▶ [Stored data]

※

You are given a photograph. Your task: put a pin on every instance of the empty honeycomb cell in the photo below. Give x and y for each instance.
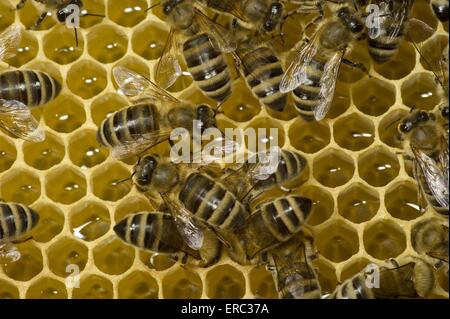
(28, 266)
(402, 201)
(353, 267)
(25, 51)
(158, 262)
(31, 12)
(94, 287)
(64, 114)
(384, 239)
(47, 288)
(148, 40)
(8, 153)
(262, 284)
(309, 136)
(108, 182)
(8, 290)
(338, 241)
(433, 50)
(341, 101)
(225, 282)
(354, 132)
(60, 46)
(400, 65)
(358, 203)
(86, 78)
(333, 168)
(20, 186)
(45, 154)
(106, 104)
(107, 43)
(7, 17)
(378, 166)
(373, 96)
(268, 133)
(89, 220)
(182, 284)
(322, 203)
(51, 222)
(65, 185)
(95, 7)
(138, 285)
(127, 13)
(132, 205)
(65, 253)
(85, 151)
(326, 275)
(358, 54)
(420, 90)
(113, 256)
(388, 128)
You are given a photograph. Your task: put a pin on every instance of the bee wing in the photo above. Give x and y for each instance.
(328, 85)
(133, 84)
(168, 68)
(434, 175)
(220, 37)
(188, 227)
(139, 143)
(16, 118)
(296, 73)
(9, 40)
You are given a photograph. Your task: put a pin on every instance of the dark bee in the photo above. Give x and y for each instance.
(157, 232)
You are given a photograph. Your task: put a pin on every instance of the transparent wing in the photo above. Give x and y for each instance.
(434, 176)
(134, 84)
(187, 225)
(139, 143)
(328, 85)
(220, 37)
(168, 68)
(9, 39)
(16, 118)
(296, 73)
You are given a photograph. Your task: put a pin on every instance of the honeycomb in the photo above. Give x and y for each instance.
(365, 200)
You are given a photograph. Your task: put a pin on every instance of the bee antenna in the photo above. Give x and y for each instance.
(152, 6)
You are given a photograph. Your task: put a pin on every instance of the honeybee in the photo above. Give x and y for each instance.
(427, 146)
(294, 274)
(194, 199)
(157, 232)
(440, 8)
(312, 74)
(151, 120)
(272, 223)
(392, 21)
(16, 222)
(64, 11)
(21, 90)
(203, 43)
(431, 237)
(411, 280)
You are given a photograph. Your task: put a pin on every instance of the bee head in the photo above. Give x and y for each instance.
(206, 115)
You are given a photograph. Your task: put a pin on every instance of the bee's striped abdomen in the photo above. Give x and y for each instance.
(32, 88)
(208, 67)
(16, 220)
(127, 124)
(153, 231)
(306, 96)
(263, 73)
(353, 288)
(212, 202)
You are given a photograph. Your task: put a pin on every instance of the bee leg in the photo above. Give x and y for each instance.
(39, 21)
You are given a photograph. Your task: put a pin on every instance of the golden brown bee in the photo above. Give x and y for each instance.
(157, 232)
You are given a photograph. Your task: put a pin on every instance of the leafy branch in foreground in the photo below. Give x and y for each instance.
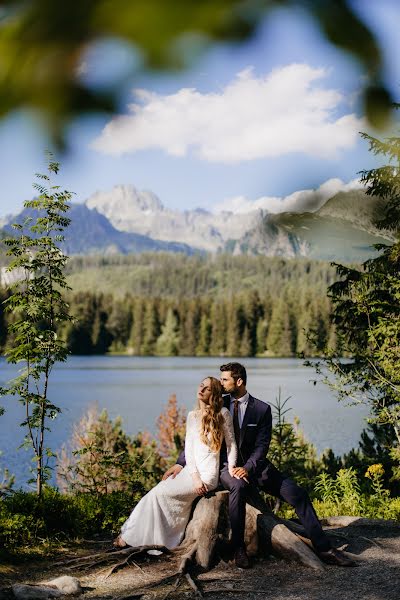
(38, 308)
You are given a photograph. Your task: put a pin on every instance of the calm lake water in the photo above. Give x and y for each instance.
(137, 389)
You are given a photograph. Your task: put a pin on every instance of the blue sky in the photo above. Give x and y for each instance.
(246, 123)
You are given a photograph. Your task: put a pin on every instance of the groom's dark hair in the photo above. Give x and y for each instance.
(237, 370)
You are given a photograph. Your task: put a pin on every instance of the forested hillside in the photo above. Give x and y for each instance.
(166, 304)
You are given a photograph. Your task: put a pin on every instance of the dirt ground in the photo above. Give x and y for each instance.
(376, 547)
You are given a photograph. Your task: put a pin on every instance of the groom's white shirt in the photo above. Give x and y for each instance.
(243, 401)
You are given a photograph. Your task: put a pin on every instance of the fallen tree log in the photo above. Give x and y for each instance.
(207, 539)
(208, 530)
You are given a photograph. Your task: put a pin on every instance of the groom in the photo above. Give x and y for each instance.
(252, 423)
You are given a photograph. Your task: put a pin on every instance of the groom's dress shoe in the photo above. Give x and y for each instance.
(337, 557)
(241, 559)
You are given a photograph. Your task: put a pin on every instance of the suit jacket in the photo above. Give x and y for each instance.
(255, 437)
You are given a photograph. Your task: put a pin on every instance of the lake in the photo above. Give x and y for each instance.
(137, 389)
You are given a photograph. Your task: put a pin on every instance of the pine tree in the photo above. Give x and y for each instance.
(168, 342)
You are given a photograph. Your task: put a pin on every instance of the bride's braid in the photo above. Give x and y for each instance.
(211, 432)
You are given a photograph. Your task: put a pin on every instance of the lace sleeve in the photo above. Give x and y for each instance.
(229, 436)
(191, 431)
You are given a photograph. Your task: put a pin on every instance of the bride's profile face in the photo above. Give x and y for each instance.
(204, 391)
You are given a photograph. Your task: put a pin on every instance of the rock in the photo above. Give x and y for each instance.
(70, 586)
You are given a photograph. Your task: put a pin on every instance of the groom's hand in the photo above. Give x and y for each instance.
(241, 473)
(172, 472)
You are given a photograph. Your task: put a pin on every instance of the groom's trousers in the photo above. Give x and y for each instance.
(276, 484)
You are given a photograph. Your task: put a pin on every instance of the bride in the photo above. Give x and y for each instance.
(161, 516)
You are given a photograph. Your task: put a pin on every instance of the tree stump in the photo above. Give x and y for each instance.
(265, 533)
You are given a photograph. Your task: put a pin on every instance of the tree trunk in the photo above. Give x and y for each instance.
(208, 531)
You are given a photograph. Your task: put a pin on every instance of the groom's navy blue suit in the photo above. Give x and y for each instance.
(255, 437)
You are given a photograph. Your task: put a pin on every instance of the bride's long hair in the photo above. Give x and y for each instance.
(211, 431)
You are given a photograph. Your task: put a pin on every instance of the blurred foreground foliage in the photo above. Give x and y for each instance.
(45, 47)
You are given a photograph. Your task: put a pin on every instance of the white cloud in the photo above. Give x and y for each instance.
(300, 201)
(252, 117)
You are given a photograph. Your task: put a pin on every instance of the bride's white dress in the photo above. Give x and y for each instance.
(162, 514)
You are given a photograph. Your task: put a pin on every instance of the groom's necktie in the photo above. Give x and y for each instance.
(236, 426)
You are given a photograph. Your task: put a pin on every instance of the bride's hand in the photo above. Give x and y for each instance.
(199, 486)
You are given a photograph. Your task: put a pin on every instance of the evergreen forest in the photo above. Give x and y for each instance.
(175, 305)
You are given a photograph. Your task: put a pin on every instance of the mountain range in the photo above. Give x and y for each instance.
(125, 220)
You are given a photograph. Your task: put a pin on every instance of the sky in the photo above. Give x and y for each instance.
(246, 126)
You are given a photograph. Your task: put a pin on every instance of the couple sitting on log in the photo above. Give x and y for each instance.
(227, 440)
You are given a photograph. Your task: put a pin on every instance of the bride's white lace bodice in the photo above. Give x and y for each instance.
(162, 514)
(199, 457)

※

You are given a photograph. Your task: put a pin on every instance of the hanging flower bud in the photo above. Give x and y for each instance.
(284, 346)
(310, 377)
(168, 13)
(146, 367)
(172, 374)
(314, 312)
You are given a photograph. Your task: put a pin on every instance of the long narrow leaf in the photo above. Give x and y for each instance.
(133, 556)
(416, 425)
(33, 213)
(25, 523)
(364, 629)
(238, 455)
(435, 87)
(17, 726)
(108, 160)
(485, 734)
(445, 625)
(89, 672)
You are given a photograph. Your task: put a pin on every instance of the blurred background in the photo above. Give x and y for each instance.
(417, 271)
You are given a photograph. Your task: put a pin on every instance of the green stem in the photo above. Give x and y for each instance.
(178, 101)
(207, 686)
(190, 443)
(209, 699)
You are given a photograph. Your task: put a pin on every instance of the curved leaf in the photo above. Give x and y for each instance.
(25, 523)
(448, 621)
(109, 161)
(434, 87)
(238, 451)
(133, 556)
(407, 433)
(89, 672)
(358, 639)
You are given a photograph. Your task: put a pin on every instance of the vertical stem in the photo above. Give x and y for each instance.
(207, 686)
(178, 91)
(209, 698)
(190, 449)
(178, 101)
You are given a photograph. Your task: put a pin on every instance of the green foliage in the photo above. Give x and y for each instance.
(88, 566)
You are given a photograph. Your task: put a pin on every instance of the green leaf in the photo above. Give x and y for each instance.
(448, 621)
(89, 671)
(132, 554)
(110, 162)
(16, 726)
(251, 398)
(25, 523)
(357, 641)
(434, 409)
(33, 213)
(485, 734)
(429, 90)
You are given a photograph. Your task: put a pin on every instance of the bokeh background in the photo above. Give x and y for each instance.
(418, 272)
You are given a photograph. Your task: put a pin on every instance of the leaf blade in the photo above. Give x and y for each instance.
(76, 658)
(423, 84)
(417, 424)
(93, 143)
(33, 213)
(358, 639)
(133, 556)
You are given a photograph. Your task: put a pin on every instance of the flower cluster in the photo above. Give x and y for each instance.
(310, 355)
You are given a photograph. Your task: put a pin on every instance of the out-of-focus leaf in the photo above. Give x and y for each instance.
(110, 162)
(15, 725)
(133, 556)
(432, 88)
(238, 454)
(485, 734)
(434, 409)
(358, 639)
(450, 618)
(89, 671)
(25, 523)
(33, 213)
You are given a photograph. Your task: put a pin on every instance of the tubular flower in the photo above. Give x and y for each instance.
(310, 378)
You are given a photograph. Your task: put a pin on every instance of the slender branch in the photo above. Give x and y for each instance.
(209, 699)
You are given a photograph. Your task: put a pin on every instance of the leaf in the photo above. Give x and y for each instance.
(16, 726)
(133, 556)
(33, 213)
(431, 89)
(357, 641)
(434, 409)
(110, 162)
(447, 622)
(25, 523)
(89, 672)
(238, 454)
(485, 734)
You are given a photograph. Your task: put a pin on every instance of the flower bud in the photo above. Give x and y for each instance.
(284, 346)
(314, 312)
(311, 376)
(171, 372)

※

▶ [What to work on] Pick out each line of the records above that contains the word "lake", treating uppercase and lowercase as different, and copy those lines.

▶ [Output for this task]
You are given a photograph. Your task: put a pin on every instance of the calm lake water in the photo above. Give x and y for each instance.
You are given a photograph. Your task: put a pin on every instance of the lake in the photo above. Give x and y for each instance.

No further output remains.